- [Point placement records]
###
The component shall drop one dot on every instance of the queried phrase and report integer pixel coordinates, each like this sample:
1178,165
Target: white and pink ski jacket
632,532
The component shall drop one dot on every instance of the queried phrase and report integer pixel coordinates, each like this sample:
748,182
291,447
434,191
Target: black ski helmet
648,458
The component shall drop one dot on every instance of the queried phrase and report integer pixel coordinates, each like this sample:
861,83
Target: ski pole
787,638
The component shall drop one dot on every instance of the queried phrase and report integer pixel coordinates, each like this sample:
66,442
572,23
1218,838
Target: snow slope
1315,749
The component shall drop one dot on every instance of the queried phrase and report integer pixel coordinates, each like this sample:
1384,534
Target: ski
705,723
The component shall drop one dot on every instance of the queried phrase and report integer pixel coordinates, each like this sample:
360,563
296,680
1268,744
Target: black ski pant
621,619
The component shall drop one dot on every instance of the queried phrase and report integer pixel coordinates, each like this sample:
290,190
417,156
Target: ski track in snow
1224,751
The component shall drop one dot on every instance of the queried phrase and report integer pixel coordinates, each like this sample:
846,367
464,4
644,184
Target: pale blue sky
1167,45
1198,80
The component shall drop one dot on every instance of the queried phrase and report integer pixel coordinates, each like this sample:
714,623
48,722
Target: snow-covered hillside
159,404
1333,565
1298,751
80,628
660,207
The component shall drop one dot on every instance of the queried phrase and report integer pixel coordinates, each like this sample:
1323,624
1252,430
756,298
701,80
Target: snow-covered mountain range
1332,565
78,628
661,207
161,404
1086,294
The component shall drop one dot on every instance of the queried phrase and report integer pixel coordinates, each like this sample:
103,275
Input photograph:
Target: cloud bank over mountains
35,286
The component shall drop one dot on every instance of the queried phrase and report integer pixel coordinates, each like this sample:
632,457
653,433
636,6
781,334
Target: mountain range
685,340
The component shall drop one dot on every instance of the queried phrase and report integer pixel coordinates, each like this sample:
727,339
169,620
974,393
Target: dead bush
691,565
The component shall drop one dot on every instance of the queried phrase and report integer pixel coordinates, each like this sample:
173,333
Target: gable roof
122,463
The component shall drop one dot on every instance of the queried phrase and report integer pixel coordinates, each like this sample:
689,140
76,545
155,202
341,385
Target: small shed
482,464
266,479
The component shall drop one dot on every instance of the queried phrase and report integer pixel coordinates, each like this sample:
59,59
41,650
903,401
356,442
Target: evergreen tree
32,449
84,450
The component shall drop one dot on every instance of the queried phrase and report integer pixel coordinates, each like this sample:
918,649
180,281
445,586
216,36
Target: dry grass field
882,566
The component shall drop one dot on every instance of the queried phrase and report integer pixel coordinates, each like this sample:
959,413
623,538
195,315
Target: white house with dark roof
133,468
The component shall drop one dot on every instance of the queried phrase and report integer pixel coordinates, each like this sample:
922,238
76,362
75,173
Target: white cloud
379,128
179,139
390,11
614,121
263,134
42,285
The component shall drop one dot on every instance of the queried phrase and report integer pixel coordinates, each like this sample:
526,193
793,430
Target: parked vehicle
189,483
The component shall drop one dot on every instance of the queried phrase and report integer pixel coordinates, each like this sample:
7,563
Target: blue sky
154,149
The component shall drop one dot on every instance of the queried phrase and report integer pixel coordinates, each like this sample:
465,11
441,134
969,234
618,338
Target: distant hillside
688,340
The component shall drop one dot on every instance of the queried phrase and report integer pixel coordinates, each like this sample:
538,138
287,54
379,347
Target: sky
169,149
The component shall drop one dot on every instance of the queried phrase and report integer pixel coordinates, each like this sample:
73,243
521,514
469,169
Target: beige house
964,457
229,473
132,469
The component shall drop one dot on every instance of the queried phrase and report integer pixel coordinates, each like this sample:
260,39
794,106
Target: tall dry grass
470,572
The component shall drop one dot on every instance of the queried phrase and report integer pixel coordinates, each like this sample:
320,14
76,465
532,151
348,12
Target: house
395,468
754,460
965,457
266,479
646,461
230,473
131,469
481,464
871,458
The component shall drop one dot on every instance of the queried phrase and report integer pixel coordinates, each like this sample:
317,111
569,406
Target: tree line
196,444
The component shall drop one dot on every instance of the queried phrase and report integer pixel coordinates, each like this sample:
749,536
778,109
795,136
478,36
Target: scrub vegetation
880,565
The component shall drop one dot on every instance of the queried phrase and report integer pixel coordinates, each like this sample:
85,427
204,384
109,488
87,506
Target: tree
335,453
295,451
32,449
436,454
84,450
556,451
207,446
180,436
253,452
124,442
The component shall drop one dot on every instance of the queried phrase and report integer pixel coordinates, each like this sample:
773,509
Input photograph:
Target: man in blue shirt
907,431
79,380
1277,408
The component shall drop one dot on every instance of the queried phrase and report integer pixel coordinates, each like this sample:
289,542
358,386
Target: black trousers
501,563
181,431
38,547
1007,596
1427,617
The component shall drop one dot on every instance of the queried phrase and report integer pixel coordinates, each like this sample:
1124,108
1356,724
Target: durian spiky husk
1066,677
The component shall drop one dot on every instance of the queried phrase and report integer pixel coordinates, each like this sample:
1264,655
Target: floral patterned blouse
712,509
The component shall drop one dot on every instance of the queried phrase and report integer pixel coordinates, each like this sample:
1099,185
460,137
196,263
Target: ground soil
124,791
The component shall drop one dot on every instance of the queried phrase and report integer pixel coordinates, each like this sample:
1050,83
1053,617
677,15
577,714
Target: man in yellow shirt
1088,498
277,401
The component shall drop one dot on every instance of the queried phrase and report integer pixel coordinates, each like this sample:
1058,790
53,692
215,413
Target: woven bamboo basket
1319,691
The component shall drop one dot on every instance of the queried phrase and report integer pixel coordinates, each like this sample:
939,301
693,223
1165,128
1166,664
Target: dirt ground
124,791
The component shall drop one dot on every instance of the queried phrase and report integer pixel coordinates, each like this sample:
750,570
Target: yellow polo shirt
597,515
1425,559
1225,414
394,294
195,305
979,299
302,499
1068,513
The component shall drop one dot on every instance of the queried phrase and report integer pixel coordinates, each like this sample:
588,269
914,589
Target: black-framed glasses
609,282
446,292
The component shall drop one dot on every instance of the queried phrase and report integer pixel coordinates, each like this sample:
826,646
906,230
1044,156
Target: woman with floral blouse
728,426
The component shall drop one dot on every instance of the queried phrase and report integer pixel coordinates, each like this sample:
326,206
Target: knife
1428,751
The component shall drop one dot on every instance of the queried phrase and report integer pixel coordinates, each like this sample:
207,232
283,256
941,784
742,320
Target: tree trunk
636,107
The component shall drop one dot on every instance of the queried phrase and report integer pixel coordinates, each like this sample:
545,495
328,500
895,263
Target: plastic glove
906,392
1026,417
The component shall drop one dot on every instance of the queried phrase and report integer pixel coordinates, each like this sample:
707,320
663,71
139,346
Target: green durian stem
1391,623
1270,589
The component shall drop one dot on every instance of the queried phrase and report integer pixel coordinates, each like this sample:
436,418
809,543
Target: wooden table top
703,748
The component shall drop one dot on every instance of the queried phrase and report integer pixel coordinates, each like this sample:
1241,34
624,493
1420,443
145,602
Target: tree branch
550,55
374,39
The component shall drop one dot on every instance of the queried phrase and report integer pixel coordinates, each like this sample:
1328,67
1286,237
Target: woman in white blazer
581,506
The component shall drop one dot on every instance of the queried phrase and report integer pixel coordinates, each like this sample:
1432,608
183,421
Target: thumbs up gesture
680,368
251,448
###
- [WHAT IS BEING ASKED] Above are the records; retype every one exactly.

- [TASK OUTPUT]
The component shall drop one dot on every instance of the queried phrase and report integer pixel coordinates, each like this sample:
1178,165
Target: white and pink ski jacket
632,532
The component shall drop one dot on every instance of the queried phrase and report integer pixel coordinates, each like this sample:
748,182
291,447
434,191
Target: black ski helmet
648,458
The component shall drop one dot on every instance of the queried phrase and report integer pixel coordinates, each like this sample:
861,83
Target: ski pole
787,638
The component shall drop one dot on every instance of the queried phrase and report integer pixel coordinates, each like this sample:
66,442
572,23
1218,838
Target: snow slope
1315,749
The component shall drop one dot on every instance of the queried phrase and report integer pixel coordinates, each like this sample:
1384,534
Target: ski
705,723
The component shall drop one dot on every instance of the queried phrase and report integer pixel coordinates, each like this sample:
360,563
296,680
1268,744
Target: black ski pant
621,619
The component shall drop one dot on every instance of the queried phrase and report integer pixel coordinates, each like this sample:
290,190
417,156
Target: ski track in snow
1224,751
The component shall drop one dot on every instance of the queried phrase and report integer pixel coordinates, each like this sample:
846,367
464,4
644,184
Target: pale blue sky
1167,45
1198,80
The component shall drop one dot on every instance of the queried phrase and report integer pixel coordinates, each like this sample:
714,623
48,722
Target: snow-covered hillside
159,404
1333,565
1298,751
80,628
660,207
The component shall drop one dot on every instance of the queried phrase and report integer pixel coordinates, each like this sample:
1323,624
1252,430
756,298
701,80
Target: snow-covered mountain range
1332,565
78,628
661,207
161,404
1086,294
The component shall drop one dot on every instance of the queried phrase and report integer pixel coordinates, each like this sample:
103,275
Input photograph:
Target: cloud bank over mountains
35,286
The component shall drop one dot on every instance of the queried phrase and report integer pixel coordinates, each like this sample:
632,457
653,433
636,6
781,334
Target: mountain range
685,340
The component shall drop one dot on every instance of the queried phrase and report integer pixel coordinates, each like this sample:
727,339
169,620
974,393
Target: dead bush
691,565
The component shall drop one dot on every instance of the queried phrase and report integer pixel coordinates, each like this sample:
173,333
Target: gable roof
122,463
The component shall drop one dot on every instance of the queried phrase and report integer pixel coordinates, each like this sample:
689,140
76,545
155,202
341,385
Target: small shed
482,464
266,479
The component shall drop one dot on every instance of the queried phrase and report integer pixel coordinates, each like this sample:
59,59
41,650
903,401
356,442
Target: evergreen tree
32,449
84,450
The component shall drop one dot on every instance of the queried phrase and report integer pixel coordinates, each like this sample:
918,649
180,281
445,586
216,36
Target: dry grass field
882,566
The component shall drop one dot on every instance of the queried phrase and report integer pixel coordinates, each like this sample:
959,413
623,538
195,315
Target: white house with dark roof
133,468
The component shall drop one dot on every instance of the queried phrase and report integer pixel coordinates, each like this sample:
922,238
76,362
75,173
Target: white cloud
379,128
179,139
390,11
614,121
263,134
42,285
The component shall drop one dot on every instance of the queried phrase and report integer pixel coordinates, each like this sample:
526,193
793,430
Target: parked vehicle
189,483
The component shall drop one dot on every instance of the queried phrase and report integer pixel coordinates, each like this sample:
7,563
Target: blue sky
154,149
The component shall drop one dot on every instance of the queried phrase and report integer pixel coordinates, each like this sample:
465,11
441,134
969,234
618,338
Target: distant hillside
688,340
The component shall drop one dot on every instance of the queried phrase and report integer pixel coordinates, each like this sample:
538,138
287,54
379,347
Target: sky
169,149
The component shall drop one dot on every instance of the queried phrase and report integer pixel coordinates, each like this sample:
73,243
521,514
469,169
Target: beige house
964,457
229,473
132,469
The component shall drop one dot on every instance of the queried phrase and report integer pixel coordinates, each like this sample:
260,39
794,106
Target: tall dry grass
470,572
The component shall drop one dot on every instance of the queried phrase and report integer pixel coordinates, each like this sample:
320,14
76,465
532,151
348,12
Target: house
395,468
754,460
965,457
266,479
646,461
230,473
131,469
481,464
871,458
The component shall drop one dot on every instance of the queried phrase and report integer pixel coordinates, each like this sample:
317,111
569,406
Target: tree line
196,444
The component shall drop one dot on every instance of the queried phrase and report integer pixel coordinates, each like this sample:
749,536
778,109
795,136
478,36
Target: scrub vegetation
880,565
The component shall drop one dot on every instance of the queried phrase and report integer pixel coordinates, each like this sample:
85,427
204,384
109,488
87,506
Target: tree
335,453
295,451
32,449
436,454
84,450
556,451
207,446
180,436
253,452
124,442
The component shall drop one dot on every instance of the queried phrase and report integer pixel coordinates, each like this sample:
773,509
Input photograph:
Target: man in blue shirt
907,431
79,380
1277,408
The component shall drop one dot on every instance of the queried phrase and report integer pixel coordinates, each like this sample:
289,542
358,386
Target: black trousers
501,563
181,431
38,547
1007,596
1427,617
The component shall drop one dot on every instance of the queried phrase and report integer pixel coordinates, each like this sample:
1124,108
1356,724
Target: durian spiky husk
1066,677
The component shall drop one dot on every instance of the queried phrase and report integer pixel coordinates, each like this sample:
1264,655
Target: floral patterned blouse
712,509
The component shall drop one dot on every instance of the queried phrase and report integer pixel coordinates, each like this sample:
1099,185
460,137
196,263
Target: ground soil
124,791
The component shall drop one dot on every instance of the queried phrase and report integer pixel coordinates, each like this sample:
1050,83
1053,617
677,15
577,714
Target: man in yellow shirt
1088,498
277,401
The component shall drop one dot on every instance of the queried phrase and report integer pixel coordinates, each like this sample:
1058,790
53,692
215,413
Target: woven bamboo basket
1319,691
The component shall drop one dot on every instance of the queried phrase and report integer pixel coordinates, each like this sample:
939,301
693,223
1165,128
1166,664
Target: dirt ground
124,791
The component shall drop one dot on every instance of the queried phrase and report integer pixel coordinates, each like this sample:
750,570
Target: yellow polo shirt
597,515
1425,559
1225,414
394,294
195,305
979,299
302,499
1068,513
The component shall drop one dot on every instance of the queried phrase and report integer pixel coordinates, each like this sample:
588,269
914,589
Target: black-framed glasses
609,282
446,292
The component shall drop one dot on every instance of the queried phrase and report integer pixel coordinates, each like this sample:
826,646
906,230
1044,156
Target: woman with floral blouse
728,426
The component shall drop one dot on every instance of the queried phrase and report integer pixel coordinates, each like this sample:
326,206
Target: knife
1428,751
The component shall drop one dot on every instance of the queried phrase and report integer pixel coordinates, each like this sample:
207,232
283,256
941,784
742,320
Target: tree trunk
636,107
The component shall drop one dot on every instance of the queried phrase and report integer pixel coordinates, each like this sample:
545,495
328,500
895,263
Target: plastic glove
906,392
1026,417
The component shall drop one dot on every instance of the queried phrase and report integer pixel coordinates, each like this sample:
707,320
663,71
139,346
Target: green durian stem
1391,623
1270,589
The component shall drop one dot on every instance of the queried phrase and report integer pixel coordinates, each like this sample:
436,418
809,543
Target: wooden table top
703,748
The component shall drop one dot on every instance of the queried phrase and report integer pixel coordinates, each like this sample:
1241,34
624,493
1420,443
145,602
Target: tree branch
550,55
374,39
The component shall drop one dot on every instance of the queried phrase and report integer pixel coordinates, each like this sample:
1328,67
1286,237
Target: woman in white blazer
581,506
The component shall drop one dot on every instance of the queried phrase and report integer pixel coordinates, each like this sample:
1432,608
183,421
Target: thumbs up gesture
680,368
251,448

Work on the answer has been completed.